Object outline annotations
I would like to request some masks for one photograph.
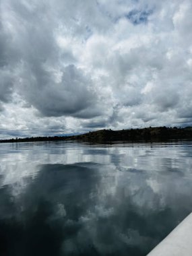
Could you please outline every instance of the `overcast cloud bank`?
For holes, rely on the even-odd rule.
[[[189,0],[0,1],[1,137],[192,124]]]

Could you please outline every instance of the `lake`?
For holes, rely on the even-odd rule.
[[[192,142],[0,145],[1,256],[146,255],[192,210]]]

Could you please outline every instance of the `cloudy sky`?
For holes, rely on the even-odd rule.
[[[0,138],[192,125],[191,0],[0,0]]]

**Task details**
Pull out every line of the material that contains the word "Could", and list those lines in their original order.

**Answer to this problem**
Could you please outline every instance of the `overcast cloud bank`?
Could you please outline every instance of the `lake`?
Could you please outline every instance of the `cloudy sky`?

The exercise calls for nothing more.